*Do this:* Reproduce the listing word for word, leaving every picture behind.

Data listing:
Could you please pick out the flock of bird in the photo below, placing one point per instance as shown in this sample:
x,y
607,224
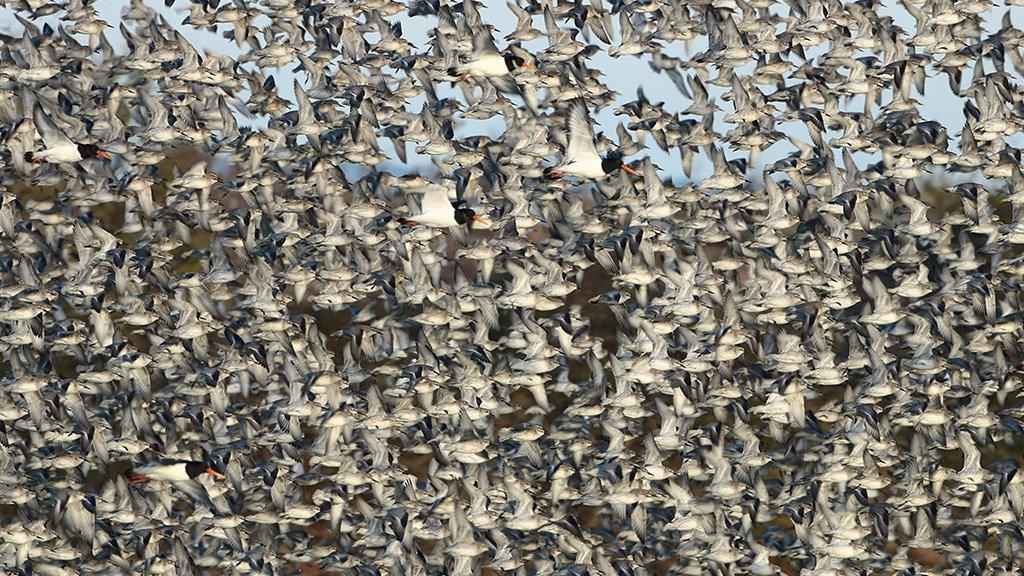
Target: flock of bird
x,y
255,328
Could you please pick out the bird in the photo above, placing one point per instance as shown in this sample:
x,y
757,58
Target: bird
x,y
582,158
169,469
58,149
437,209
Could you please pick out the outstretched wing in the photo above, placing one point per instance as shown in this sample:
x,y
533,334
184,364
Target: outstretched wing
x,y
436,200
483,43
581,133
52,135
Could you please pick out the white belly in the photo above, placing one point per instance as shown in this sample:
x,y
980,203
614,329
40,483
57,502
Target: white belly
x,y
487,66
590,168
436,219
60,153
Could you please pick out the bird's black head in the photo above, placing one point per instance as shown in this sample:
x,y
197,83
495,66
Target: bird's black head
x,y
92,151
613,161
515,62
465,215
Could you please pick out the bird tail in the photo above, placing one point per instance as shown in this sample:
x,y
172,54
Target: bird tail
x,y
552,174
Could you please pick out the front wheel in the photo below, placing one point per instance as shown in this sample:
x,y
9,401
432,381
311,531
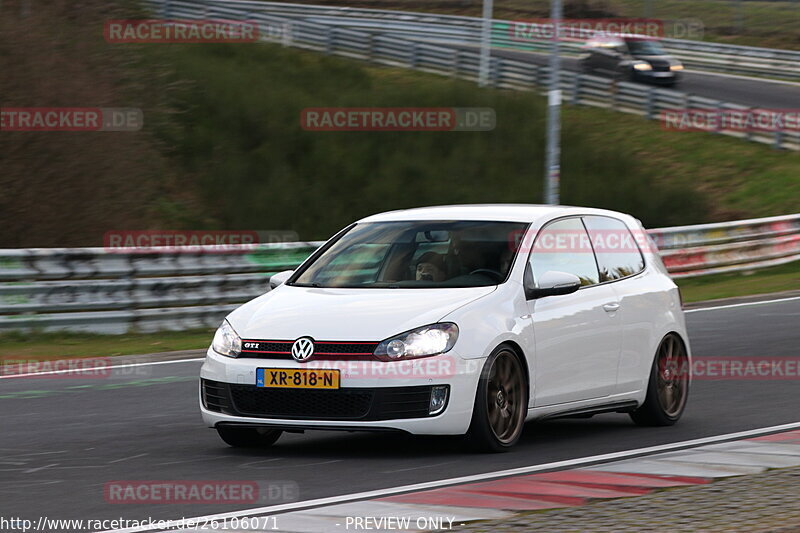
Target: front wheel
x,y
668,387
243,437
501,403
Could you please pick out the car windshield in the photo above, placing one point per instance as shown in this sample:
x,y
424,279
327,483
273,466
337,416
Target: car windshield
x,y
417,254
643,47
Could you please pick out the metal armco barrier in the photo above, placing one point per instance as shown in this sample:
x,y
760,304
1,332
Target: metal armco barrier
x,y
734,59
290,25
116,291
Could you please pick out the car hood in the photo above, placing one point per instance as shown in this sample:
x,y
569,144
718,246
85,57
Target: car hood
x,y
287,312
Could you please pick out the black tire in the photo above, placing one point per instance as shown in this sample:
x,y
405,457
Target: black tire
x,y
243,437
668,387
501,401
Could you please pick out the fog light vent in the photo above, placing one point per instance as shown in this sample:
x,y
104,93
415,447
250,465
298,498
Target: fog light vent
x,y
438,399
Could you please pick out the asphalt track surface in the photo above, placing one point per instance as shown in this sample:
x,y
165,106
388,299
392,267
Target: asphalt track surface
x,y
63,439
746,91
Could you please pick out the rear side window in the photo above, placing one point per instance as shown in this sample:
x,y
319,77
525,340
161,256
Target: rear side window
x,y
563,246
618,255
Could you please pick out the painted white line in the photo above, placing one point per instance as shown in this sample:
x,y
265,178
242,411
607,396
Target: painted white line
x,y
741,77
570,463
743,304
81,370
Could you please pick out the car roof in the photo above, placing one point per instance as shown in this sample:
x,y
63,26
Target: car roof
x,y
528,213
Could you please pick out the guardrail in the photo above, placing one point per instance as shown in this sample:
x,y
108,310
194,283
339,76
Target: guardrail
x,y
115,291
438,58
454,29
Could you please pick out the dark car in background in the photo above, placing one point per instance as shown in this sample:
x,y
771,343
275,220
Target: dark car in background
x,y
634,58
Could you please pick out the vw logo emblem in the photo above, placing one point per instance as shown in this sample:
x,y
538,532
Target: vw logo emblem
x,y
303,349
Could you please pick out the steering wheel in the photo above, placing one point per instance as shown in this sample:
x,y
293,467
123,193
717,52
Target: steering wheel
x,y
497,276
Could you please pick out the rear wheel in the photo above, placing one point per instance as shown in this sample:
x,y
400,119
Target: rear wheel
x,y
501,403
243,437
668,387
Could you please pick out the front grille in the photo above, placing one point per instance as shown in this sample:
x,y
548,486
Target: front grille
x,y
271,349
382,403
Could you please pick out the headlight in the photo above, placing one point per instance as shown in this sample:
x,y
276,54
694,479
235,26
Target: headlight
x,y
421,342
227,341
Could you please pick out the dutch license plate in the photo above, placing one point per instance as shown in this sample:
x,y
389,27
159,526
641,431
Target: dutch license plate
x,y
297,378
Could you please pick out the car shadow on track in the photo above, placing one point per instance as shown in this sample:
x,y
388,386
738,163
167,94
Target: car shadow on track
x,y
553,435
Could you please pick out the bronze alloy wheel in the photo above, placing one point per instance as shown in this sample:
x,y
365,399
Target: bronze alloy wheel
x,y
506,397
668,386
673,376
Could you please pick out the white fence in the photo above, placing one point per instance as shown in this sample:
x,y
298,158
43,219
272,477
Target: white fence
x,y
439,58
112,291
735,59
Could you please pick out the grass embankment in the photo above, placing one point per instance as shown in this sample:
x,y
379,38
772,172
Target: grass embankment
x,y
769,280
240,139
773,24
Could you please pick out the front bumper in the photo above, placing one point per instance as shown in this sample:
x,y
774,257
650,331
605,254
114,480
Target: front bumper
x,y
374,395
657,77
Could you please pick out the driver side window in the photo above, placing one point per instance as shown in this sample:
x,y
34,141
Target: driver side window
x,y
563,246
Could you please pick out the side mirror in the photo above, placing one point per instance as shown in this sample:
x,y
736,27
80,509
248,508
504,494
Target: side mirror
x,y
280,278
553,283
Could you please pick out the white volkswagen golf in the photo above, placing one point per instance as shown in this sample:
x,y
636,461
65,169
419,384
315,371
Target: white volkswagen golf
x,y
455,320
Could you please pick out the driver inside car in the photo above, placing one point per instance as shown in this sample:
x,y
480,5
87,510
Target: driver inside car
x,y
430,267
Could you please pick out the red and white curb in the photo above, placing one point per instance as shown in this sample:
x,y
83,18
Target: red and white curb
x,y
448,507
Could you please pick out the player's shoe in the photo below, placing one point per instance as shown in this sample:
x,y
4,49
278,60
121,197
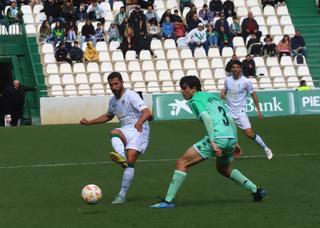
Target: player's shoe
x,y
119,159
258,196
118,200
268,153
163,204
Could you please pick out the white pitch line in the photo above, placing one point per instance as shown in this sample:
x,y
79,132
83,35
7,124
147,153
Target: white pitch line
x,y
139,161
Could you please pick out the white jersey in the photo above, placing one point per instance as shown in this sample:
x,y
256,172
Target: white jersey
x,y
236,93
127,109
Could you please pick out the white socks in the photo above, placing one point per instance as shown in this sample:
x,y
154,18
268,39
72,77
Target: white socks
x,y
260,142
127,178
118,146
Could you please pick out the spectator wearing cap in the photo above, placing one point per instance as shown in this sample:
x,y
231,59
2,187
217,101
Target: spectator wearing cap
x,y
206,15
197,37
298,44
137,20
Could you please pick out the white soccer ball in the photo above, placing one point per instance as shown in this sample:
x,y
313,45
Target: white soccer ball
x,y
91,194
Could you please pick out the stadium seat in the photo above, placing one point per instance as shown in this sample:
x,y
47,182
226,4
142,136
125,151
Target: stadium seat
x,y
150,76
153,87
95,78
147,65
206,74
97,89
164,75
84,90
79,68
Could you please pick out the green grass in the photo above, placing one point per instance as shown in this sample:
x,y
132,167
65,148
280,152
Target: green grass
x,y
50,196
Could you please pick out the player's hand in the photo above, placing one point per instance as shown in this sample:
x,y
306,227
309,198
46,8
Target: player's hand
x,y
138,126
216,149
84,121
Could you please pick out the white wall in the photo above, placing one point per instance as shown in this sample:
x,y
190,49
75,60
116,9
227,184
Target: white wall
x,y
69,110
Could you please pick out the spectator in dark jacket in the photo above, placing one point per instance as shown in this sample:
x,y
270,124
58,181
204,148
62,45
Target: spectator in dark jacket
x,y
15,96
249,67
61,53
298,44
76,53
249,25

*Finished answer:*
Could you please pick out the flock of bird in the photo below, placing one point per instance as shown in this sample:
x,y
607,224
Target: flock of bird
x,y
255,328
Could you please pick out the bird in the photo above, placing one point per instance as shown in this sample:
x,y
757,58
Target: bird
x,y
582,158
169,469
58,149
437,209
Could you please pick out the outstretched wing in the photo above, placing one point per instance as shown in this sample:
x,y
533,334
184,364
Target: outstretched wing
x,y
436,200
483,43
581,133
52,135
Could you please pick out the white belly in the photo above, placing one point per instance as shown in this sample:
x,y
980,203
614,329
40,483
57,502
Target: white belly
x,y
487,66
590,168
436,219
60,153
Could you please pick out the bird's black head in the photo above, placing one point per instance as shown in this sample:
x,y
197,83
495,66
Target: bird's black head
x,y
92,151
613,161
515,62
465,215
Could you please pick out the bird tail in the photo above, placing one point per instance as shown in this sample:
x,y
172,54
Target: bird tail
x,y
552,174
Could you please pick out the front wheel in the photo below, placing one point per instance as shown in this sample:
x,y
9,401
432,381
311,531
Target: front wheel
x,y
668,387
243,437
501,403
Could you please pick out the car windshield in the photo above, placing one point per instance as shown in this sample:
x,y
424,279
327,483
273,466
337,416
Target: car windshield
x,y
417,254
643,47
Could you please pick out the metal armco barrier in the photo above, placing one point per instance as shown in this sample:
x,y
760,304
1,332
Target: metal armco barrier
x,y
734,59
290,25
116,291
Could you please pick out the car hood in the photo above, placing one point per instance as shown in this sample:
x,y
569,144
718,246
85,57
Target: car hood
x,y
287,312
Could you please pick out the black tire in the photo above, placing one point per instance as shown in this sample:
x,y
405,457
Target: black tire
x,y
243,437
668,387
501,401
Could you please pick out the fog light vent in the photo above, placing one point per instance as shown in this sample:
x,y
104,93
415,447
250,465
298,498
Target: fog light vent
x,y
438,399
Could you please pick out the asphalt track surface in the photo above, placing one point per instance as shown in this sample:
x,y
165,106
388,299
392,267
Target: asphalt track surface
x,y
63,439
746,91
Could you please pick out the rear side window in the photo above, placing one point per instance as shown in this sample:
x,y
319,77
525,340
161,256
Target: rear side window
x,y
563,246
618,255
Could you please pick out the painted white line in the photo above, placing one point per instance as shown in this sample:
x,y
265,178
242,411
607,396
Target: painted white line
x,y
741,77
570,463
743,304
81,370
Could you please pick out the car roof in the photo above, placing one point per instance as shown in this sample:
x,y
63,26
Target: car roof
x,y
528,213
Could you please pick out the guardrail in the photo above, placing one point per instance as shown in this sample:
x,y
108,310
194,283
339,76
Target: guardrail
x,y
115,291
438,58
454,29
Could you please pick out the dark car in background in the photo above, placing one point per instance as shown in this sample:
x,y
771,343
275,220
Target: dark car in background
x,y
634,58
Could you please pick out the vw logo emblem in the photo above, placing one point per instance as shown in this sample:
x,y
538,532
Target: vw logo emblem
x,y
303,349
Could you please pick out the steering wheel in the photo above, placing one point per instance as shown in this sample:
x,y
293,467
123,193
717,52
Target: steering wheel
x,y
497,276
Could you please pick out the rear wheel in the photo above, placing one point per instance as shown in this sample:
x,y
400,119
Target: rear wheel
x,y
501,403
243,437
668,387
Could you please pick out the front grille in the photo above, placing one point per instance as shown in this sample:
x,y
548,486
Target: front grille
x,y
271,349
382,403
Could you please pick out the headlight in the photo above, placing one point per instance as shown in this sample:
x,y
276,54
694,479
235,26
Target: headlight
x,y
421,342
227,341
Could you please pick out the dutch license plate in the photo above, placing one point per instance as shown in this sample:
x,y
389,27
159,526
641,431
Target: dutch license plate
x,y
297,378
Could you please pick out the car shadow on track in the photo above, placing one point per instance as shown in this sample:
x,y
388,386
738,163
167,94
Target: car shadow on track
x,y
553,435
Could you please pick out the bronze alloy wheel in the photo above, placing one point per instance as shown in this sample:
x,y
365,399
Target: bronze alloy wheel
x,y
506,397
668,386
673,376
Could you please pick out the white fence in the photo above, placing one point per instance as shown in this sample:
x,y
298,158
43,219
272,477
Target: white fence
x,y
439,58
112,291
735,59
Could you please pick out the grass embankment in the photo above, placing one point per instance as shown in this sample:
x,y
379,38
772,172
Target: grass embankment
x,y
769,280
240,139
773,24
Could you please pick out the front bumper in the photo above, placing one point per instance as shown in this sample:
x,y
774,257
650,331
605,254
114,480
Target: front bumper
x,y
374,395
657,77
Could you please pick out the driver side window in the photo above, placing one point per instance as shown in this sample:
x,y
34,141
Target: driver side window
x,y
563,246
Could you please pick out the side mirror in the photo above, placing one point per instance as shown in this sample:
x,y
736,27
80,509
248,508
504,494
Target: side mirror
x,y
280,278
553,283
Could you please pick out the white volkswagen golf in the photo above, placing one point per instance as shown in this sample:
x,y
636,461
65,169
419,384
315,371
Target: white volkswagen golf
x,y
455,320
Could you please pick out the driver inside car in the photo above, placing one point per instance as shown in this sample:
x,y
480,5
87,510
Target: driver inside car
x,y
430,267
Could you please pick out the red and white curb in the photo above, placing one point per instance as shown in this sample:
x,y
83,18
Target: red and white curb
x,y
448,507
Could you please pick out the player's shoe in the photo below, placing one point per instance as shown in this sample:
x,y
4,49
278,60
121,197
Target: player's shoe
x,y
119,159
258,196
118,200
268,153
163,204
Could you please pick out the white pitch line in the photo above, placing one point per instance as shown in this sample:
x,y
79,132
83,35
7,124
147,153
Target: white pitch line
x,y
139,161
Could you please pick out the white jersey in the photo above, placing one point per instance as shown in this sample:
x,y
256,172
Target: white jersey
x,y
236,93
127,109
Could you please pick out the white socks in the photo above, placing one point per instance as shown in this sample:
x,y
154,18
268,39
72,77
Target: white socks
x,y
260,142
127,178
118,146
Could you please pick out the spectator wearing cap in the photo above, placing one point per instance as shown in this sample:
x,y
231,59
2,187
217,101
Target: spectator wearing cap
x,y
206,15
197,37
298,44
137,20
Could you please pick out the white soccer ball in the photo above, placing one point per instance as shown in this sample:
x,y
313,45
Target: white soccer ball
x,y
91,194
Could you please pick out the stadium seat in the photo above, placing one point per instance as shown in this sample:
x,y
47,182
226,4
142,136
125,151
Target: stadium seat
x,y
150,76
153,87
95,78
147,65
206,74
97,89
164,75
84,90
79,68
Could you please pick out the green grass in the photo above, placing one point per instance as shown in this sample:
x,y
132,167
65,148
280,152
Target: green grass
x,y
50,196
Could you please pick out the player's hand in the photo above, placing one point per instance as shown in this sample:
x,y
306,227
309,198
46,8
Target: player's hand
x,y
138,126
216,149
84,121
Could you please pick out the white wall in the photo above, placing one point per instance as shown in this sample:
x,y
190,49
75,60
116,9
227,184
Target: white wall
x,y
69,110
Could you please pick out the spectator in dark jacket in the photo above, placing one point per instance as shown in this sample:
x,y
270,124
58,181
204,148
62,45
Target: spectator in dark jacket
x,y
15,96
249,67
61,53
298,44
76,53
249,25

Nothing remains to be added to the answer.